Provided entries:
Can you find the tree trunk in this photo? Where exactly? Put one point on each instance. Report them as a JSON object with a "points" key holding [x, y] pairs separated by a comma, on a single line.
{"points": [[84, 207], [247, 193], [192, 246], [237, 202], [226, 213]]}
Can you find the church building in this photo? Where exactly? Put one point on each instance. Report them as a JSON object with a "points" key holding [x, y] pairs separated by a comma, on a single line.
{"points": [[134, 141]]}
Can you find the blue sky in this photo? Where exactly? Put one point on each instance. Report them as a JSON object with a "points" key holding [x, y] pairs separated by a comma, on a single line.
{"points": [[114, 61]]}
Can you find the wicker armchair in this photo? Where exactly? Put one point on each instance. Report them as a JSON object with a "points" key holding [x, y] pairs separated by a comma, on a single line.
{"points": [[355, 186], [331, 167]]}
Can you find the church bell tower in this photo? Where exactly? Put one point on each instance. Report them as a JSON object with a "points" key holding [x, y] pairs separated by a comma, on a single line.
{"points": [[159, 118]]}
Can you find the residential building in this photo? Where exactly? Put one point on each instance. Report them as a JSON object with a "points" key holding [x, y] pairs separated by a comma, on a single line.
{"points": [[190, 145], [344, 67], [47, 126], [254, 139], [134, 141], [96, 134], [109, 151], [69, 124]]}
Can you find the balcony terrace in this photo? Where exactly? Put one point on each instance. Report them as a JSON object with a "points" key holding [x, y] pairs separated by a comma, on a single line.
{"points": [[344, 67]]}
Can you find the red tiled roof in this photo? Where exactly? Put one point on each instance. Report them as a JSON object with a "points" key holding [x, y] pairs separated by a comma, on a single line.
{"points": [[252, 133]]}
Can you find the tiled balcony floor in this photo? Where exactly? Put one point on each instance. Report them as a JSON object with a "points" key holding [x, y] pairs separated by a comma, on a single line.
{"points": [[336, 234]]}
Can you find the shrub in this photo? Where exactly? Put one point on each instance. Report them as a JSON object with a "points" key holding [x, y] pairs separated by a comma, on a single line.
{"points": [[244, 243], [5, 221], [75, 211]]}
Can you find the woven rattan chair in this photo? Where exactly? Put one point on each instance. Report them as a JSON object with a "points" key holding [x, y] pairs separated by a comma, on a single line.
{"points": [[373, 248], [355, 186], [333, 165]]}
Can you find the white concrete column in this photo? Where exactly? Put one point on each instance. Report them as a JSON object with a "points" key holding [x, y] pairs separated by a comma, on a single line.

Short task:
Format every item above as a numbered list, leaving out any blank lines.

Result of the task:
1. Can you find the tree trunk in this photo? Where exactly? Put one point on each instance. Report them as a JSON object with a "points" key holding [x, y] pairs separated by a comma, on a single line.
2. {"points": [[84, 207], [247, 193], [192, 246], [237, 202], [226, 213]]}
3. Can you find the church building in this photo? Where exactly? Put one point on each instance. Report them as a JSON object with a "points" key holding [x, y] pairs separated by a comma, on a single line.
4. {"points": [[134, 141]]}
5. Can you find the blue sky in this photo? Where exactly? Put one point on each instance. Report them as a JSON object with a "points" key holding [x, y] pairs separated by a comma, on a single line.
6. {"points": [[114, 61]]}
7. Can you find the wicker armchair in this photo? Where exactly? Put one point on each instance. Report them as a JSON object with a "points" key holding [x, y] pairs separated by a comma, on a single line.
8. {"points": [[355, 186], [331, 167]]}
9. Can you find the church bell tower in this photo? Where exactly? Put one point on each instance. Report them as a JSON object with a "points" key holding [x, y] pairs separated by a comma, on a single line.
10. {"points": [[159, 118]]}
11. Can you find the residential building in this photo? Where exactly? Put one point on each instance. Report them as a JSON object with a "points" key holding [x, y] pairs separated by a comma, on a single line.
12. {"points": [[190, 145], [344, 67], [47, 126], [254, 139], [134, 141], [96, 134], [109, 151], [69, 124]]}
13. Can you find the balcony terrace in this photo? Where exactly? Put one point on each instance. Report them as a JSON object with a "points" key holding [x, y] pairs separated by a comma, on a single line.
14. {"points": [[344, 67]]}
15. Can you find the red tiled roof in this photo? Where exactly? Put one point on each instance. Report them as a JSON object with a "points" key holding [x, y] pairs separated by a comma, on a single line.
16. {"points": [[252, 133]]}
17. Can you find the tiled balcony floor in this photo? Where exactly? Put one point on each instance. Report them as a JSON object with a "points" key holding [x, y] pairs separated by a comma, on a single line.
18. {"points": [[336, 234]]}
19. Can you find the shrub in this photo? Where exactly? Put one point on each instance. Report them as a JSON object with a "points" key holding [x, y] pairs separated by a comma, on a single line.
20. {"points": [[244, 243], [5, 221], [75, 211]]}
21. Can you find the woven rattan chair in this photo? Where exactly? Put one point on each instance. Report them as a JSON object with a "points" key holding [x, y] pairs separated by a comma, on a single line.
22. {"points": [[373, 248], [355, 186], [333, 165]]}
23. Can you find the white concrete column in this photo? Where exactly? Put one point on each instance. Report them as a JSON object with a "points" key holding [x, y] pairs separated by a comma, on a single line.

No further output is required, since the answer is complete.